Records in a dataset
__________

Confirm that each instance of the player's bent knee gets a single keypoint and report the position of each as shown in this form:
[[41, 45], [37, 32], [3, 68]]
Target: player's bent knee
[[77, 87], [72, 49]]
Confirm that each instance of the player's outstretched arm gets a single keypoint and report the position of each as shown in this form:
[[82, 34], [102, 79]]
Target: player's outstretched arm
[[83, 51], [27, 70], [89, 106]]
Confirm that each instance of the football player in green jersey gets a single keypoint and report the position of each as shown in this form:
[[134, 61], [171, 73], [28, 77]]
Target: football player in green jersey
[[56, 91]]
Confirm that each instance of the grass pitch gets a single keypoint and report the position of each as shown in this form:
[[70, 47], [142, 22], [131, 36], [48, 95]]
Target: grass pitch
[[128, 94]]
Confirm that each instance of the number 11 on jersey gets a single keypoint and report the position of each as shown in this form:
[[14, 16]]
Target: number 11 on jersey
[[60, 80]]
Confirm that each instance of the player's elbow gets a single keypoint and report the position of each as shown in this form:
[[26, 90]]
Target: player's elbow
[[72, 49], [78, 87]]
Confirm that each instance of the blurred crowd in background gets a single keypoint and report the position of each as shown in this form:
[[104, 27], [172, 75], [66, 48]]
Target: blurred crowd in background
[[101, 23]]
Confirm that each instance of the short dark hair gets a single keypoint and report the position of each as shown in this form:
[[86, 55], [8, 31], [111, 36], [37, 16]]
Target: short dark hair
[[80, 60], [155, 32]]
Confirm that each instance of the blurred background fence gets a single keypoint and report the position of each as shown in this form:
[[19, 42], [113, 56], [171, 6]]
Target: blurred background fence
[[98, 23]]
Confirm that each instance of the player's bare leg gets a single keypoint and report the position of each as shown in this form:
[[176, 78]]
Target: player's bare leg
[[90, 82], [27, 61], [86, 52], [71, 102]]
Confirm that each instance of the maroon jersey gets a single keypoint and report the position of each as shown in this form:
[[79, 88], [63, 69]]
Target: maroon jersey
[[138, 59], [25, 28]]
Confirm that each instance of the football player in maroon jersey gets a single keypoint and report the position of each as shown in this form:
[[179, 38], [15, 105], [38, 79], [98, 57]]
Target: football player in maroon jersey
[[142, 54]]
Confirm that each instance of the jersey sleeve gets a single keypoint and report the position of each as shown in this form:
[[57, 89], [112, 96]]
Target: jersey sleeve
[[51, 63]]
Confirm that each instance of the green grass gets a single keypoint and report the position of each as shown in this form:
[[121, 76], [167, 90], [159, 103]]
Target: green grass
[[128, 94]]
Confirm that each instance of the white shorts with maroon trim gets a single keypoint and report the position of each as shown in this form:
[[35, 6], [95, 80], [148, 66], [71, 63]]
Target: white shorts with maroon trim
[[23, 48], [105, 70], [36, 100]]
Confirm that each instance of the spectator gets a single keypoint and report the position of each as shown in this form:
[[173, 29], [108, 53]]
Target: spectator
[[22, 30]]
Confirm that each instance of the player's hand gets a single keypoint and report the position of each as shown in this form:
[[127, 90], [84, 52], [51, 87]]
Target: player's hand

__________

• **Your objective**:
Reproduce the lines from the one containing "Confirm that each instance of the spectator" through the end of the records, substituting "marker" for every occurrence of "keypoint" and leaving all else unchanged.

• **Solution to the exercise**:
Confirm that each instance of the spectator gets a single marker and report the position of each as shown in this form:
[[173, 29], [108, 53]]
Target: spectator
[[22, 30]]
Confirm that each instance of the player's hand gets a single marker and report the position of each as shown in this form:
[[127, 90], [84, 52], [51, 87]]
Target: player's hand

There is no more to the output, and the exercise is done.